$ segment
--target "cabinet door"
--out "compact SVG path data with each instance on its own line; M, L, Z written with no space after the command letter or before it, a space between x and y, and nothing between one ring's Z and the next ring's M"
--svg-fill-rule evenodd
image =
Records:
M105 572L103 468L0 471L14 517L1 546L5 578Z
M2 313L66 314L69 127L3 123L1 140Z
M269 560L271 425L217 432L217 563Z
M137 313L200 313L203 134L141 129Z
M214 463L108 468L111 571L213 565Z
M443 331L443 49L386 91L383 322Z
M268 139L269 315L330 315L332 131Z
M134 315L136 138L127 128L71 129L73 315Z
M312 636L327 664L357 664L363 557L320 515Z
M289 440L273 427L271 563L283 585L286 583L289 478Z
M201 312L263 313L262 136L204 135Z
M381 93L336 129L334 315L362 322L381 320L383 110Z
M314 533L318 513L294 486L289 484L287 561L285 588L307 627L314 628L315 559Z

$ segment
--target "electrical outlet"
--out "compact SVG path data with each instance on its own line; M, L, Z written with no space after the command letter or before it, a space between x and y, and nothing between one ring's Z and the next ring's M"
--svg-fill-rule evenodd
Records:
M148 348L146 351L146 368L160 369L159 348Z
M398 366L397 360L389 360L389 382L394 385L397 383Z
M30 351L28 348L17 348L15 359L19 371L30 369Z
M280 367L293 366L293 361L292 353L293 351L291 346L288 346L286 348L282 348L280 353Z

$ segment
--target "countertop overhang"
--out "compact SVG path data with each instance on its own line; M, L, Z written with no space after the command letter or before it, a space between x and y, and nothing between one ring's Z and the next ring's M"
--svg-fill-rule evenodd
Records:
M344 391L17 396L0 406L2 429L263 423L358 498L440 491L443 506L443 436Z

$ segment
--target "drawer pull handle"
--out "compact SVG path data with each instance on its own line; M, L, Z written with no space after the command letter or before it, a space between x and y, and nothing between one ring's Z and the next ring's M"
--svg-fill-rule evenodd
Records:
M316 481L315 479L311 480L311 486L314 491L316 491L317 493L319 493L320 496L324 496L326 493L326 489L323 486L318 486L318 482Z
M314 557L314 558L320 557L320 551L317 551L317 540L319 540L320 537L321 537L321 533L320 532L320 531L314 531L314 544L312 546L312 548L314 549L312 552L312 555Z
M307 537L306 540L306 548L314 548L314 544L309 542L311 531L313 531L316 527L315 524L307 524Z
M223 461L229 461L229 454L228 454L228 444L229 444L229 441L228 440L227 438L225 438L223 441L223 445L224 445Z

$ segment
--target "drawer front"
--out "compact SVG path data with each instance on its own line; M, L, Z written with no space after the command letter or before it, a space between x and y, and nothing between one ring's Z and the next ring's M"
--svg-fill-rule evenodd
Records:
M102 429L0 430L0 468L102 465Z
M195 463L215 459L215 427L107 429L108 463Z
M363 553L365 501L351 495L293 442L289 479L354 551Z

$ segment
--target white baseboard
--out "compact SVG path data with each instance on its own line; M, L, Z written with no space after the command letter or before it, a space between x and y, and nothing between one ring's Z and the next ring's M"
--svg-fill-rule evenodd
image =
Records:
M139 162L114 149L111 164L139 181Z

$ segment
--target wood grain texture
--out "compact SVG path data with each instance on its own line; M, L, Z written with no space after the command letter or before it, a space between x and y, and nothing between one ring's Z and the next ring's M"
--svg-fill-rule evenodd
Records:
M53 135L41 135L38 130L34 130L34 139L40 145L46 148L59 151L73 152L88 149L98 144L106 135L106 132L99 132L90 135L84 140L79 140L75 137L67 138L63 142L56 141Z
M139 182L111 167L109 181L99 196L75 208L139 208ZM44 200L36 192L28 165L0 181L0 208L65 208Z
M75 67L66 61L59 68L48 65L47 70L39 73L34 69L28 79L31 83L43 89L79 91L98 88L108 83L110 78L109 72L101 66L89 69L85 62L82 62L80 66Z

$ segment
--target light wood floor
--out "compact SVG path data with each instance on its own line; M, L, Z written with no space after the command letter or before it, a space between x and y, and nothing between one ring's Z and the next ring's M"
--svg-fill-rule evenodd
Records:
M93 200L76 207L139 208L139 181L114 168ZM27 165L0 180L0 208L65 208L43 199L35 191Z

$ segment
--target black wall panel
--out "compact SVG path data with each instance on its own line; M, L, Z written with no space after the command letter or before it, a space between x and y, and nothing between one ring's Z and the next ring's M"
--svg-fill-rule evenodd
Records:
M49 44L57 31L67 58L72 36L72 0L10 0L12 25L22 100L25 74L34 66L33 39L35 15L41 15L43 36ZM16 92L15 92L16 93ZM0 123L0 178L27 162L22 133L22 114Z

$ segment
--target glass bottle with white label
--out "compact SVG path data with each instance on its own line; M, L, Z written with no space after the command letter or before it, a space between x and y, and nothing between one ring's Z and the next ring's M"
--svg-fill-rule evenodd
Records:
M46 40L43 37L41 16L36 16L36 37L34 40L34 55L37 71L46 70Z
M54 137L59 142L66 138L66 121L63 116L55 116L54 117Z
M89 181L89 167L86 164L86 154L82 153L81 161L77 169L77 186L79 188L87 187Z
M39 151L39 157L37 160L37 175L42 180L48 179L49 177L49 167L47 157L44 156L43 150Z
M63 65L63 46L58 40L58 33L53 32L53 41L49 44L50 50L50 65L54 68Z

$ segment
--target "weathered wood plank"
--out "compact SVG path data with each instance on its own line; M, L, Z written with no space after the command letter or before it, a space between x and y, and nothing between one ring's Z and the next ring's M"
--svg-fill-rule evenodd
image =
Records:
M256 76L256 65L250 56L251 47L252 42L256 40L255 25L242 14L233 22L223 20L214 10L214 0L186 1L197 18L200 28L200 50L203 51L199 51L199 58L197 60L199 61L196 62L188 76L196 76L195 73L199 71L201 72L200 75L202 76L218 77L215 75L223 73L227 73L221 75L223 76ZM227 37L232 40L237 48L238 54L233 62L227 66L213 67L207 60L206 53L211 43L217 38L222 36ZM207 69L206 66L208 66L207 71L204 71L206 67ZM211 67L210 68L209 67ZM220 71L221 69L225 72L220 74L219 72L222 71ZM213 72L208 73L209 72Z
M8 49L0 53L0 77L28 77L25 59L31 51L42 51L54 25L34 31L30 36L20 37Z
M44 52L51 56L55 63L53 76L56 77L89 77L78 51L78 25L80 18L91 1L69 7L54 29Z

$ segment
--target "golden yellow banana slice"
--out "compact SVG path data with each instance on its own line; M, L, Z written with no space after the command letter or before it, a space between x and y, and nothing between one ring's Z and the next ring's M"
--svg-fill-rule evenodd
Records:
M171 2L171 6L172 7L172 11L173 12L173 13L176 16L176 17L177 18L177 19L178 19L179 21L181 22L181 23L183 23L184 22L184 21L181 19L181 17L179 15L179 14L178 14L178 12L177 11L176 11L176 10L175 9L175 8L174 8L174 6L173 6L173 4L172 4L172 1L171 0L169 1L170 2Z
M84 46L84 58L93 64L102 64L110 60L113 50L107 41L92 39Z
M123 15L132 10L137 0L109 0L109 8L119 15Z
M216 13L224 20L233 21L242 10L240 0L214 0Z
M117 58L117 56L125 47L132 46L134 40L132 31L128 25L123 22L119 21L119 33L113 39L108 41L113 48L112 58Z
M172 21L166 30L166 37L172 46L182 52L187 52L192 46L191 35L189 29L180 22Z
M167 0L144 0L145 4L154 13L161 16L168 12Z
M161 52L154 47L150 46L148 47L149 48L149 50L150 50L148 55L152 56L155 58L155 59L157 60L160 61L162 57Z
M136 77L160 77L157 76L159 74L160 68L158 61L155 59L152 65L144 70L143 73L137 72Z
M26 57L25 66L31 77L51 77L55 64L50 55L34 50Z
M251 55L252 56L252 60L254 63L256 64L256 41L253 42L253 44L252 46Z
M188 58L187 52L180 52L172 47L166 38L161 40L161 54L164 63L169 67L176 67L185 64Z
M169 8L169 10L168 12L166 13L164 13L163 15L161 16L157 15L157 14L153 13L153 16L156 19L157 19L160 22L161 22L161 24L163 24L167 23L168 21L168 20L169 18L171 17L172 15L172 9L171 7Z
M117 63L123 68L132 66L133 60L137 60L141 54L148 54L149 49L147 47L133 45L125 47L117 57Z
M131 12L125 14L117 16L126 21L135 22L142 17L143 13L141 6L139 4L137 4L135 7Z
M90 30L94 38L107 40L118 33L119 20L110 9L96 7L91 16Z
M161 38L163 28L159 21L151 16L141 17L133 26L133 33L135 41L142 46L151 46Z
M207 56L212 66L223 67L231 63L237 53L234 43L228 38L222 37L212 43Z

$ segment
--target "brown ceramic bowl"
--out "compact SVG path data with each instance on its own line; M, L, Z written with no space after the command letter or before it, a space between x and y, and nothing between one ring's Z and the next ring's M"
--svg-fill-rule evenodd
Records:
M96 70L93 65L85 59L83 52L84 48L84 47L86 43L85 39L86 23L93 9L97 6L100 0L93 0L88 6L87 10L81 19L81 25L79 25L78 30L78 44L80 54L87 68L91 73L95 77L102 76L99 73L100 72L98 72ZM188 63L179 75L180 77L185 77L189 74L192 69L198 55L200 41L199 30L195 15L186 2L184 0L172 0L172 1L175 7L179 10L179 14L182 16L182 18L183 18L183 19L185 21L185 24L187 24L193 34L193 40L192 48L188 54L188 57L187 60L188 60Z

::::::::::

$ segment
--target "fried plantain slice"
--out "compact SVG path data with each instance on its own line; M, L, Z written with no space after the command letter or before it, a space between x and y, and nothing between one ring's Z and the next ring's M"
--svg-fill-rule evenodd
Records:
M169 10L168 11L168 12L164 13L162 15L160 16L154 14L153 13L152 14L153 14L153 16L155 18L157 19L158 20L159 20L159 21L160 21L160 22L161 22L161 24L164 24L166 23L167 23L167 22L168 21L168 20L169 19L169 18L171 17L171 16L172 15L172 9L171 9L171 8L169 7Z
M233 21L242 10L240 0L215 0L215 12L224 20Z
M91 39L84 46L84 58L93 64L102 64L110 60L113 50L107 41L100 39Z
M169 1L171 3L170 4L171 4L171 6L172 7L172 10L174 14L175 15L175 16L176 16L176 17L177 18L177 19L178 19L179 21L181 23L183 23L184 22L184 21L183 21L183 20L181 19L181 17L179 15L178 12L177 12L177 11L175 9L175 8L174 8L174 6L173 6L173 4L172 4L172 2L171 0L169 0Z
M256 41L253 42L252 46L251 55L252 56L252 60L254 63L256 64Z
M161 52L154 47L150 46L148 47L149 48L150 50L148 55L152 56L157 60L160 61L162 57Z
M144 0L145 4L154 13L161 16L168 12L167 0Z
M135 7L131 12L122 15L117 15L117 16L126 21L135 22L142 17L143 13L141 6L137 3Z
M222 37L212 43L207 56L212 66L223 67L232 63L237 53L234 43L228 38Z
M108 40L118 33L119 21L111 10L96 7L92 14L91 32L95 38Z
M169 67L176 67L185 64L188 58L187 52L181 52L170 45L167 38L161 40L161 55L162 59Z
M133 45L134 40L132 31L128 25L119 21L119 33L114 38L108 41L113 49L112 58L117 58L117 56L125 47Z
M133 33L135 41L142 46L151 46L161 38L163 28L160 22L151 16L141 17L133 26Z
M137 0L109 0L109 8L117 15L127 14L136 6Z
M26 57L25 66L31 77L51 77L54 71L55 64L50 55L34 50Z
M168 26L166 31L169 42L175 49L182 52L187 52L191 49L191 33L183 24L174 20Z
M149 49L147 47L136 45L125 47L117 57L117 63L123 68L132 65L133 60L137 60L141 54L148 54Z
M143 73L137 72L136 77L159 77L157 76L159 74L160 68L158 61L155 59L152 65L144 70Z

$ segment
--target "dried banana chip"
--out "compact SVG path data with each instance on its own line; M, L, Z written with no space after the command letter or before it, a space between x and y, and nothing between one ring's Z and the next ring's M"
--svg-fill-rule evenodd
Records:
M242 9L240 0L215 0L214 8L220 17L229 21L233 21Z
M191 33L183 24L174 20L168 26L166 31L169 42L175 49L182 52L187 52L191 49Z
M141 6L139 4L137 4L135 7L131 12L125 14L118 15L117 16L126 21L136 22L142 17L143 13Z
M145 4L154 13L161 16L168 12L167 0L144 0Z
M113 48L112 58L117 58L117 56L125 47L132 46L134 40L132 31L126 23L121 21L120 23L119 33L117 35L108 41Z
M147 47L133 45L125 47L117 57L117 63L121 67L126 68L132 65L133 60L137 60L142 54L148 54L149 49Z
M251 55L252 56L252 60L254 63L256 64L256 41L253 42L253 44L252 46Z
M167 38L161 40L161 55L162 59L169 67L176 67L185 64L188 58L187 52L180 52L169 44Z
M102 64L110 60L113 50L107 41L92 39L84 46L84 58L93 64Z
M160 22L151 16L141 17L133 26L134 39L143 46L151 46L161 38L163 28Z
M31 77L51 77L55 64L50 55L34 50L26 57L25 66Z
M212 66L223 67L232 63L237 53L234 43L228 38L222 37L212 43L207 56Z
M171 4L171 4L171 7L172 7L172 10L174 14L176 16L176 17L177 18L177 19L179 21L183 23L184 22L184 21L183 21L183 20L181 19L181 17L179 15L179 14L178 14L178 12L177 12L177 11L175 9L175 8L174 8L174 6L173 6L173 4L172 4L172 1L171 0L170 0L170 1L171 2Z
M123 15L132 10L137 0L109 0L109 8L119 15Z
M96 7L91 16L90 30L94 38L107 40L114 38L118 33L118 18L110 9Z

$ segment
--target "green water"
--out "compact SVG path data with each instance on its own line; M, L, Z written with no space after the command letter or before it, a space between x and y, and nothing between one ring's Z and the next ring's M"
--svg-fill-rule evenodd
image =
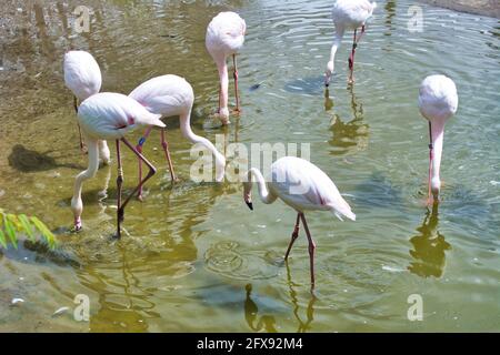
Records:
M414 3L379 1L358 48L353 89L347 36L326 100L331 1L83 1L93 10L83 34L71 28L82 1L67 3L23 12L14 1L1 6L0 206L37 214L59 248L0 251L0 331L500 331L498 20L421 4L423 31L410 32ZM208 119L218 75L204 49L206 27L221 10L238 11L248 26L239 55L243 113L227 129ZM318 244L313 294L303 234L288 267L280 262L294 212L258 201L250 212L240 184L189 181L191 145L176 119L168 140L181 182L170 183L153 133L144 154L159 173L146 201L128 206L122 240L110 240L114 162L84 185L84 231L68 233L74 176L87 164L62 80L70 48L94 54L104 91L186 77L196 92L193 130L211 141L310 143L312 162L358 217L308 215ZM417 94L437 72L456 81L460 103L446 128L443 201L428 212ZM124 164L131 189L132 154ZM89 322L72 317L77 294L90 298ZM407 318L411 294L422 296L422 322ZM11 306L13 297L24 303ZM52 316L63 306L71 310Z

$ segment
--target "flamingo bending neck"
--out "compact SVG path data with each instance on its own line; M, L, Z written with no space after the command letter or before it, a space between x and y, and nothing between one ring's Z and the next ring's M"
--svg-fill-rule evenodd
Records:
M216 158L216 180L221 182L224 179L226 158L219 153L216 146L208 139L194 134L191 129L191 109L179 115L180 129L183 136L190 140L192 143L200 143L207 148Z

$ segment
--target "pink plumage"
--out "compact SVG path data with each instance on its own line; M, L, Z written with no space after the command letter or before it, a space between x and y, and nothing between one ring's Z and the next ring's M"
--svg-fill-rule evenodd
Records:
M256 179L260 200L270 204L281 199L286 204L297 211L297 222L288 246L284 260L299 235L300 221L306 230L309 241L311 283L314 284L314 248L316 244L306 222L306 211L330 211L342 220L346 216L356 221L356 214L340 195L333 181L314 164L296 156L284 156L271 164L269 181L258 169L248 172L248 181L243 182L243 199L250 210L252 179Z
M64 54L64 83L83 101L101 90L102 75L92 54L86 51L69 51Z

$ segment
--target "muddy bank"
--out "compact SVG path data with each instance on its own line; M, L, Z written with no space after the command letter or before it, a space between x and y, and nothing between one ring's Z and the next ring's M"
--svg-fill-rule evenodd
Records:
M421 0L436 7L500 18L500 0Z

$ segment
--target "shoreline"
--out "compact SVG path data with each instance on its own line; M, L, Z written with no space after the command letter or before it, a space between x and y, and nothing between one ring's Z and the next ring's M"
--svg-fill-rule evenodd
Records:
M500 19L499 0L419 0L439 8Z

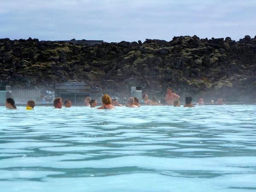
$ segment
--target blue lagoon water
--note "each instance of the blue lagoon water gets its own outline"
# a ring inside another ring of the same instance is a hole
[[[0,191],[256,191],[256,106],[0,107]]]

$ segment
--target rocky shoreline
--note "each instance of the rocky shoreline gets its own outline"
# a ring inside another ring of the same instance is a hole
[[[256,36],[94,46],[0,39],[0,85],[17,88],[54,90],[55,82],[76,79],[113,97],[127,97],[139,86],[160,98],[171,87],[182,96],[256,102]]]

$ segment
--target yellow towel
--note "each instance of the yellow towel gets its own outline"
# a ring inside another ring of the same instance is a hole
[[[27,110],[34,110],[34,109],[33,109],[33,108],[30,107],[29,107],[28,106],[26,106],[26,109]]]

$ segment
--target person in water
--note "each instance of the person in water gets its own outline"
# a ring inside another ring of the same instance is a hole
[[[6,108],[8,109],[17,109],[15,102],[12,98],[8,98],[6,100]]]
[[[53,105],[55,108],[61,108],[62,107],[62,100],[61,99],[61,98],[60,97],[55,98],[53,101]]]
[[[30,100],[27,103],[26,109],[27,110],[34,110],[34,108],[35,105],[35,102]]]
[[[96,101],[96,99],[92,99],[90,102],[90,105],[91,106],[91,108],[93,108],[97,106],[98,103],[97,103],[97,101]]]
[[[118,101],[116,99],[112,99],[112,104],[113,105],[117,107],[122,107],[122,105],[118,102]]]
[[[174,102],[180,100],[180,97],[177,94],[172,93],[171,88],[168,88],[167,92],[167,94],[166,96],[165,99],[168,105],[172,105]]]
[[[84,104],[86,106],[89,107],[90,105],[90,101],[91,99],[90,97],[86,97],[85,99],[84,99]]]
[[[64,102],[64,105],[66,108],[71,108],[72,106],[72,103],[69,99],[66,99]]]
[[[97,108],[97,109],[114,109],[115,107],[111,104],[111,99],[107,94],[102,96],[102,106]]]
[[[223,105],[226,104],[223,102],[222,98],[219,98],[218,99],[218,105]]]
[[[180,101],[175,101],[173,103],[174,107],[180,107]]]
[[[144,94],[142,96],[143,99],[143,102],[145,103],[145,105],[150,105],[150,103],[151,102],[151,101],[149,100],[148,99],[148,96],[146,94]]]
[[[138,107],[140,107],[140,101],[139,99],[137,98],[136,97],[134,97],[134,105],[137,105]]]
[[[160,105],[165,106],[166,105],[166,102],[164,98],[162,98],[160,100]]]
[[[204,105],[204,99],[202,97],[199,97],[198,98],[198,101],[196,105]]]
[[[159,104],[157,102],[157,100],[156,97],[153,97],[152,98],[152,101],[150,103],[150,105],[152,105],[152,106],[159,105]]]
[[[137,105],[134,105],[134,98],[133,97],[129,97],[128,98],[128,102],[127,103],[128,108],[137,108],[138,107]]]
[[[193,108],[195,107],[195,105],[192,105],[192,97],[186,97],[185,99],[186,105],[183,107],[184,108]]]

::::::::::

** Task goal **
Find each line in the listing above that contains the word "slice", and copy those lines out in full.

** Response **
--target "golden yellow banana slice"
--target "fried plantain slice"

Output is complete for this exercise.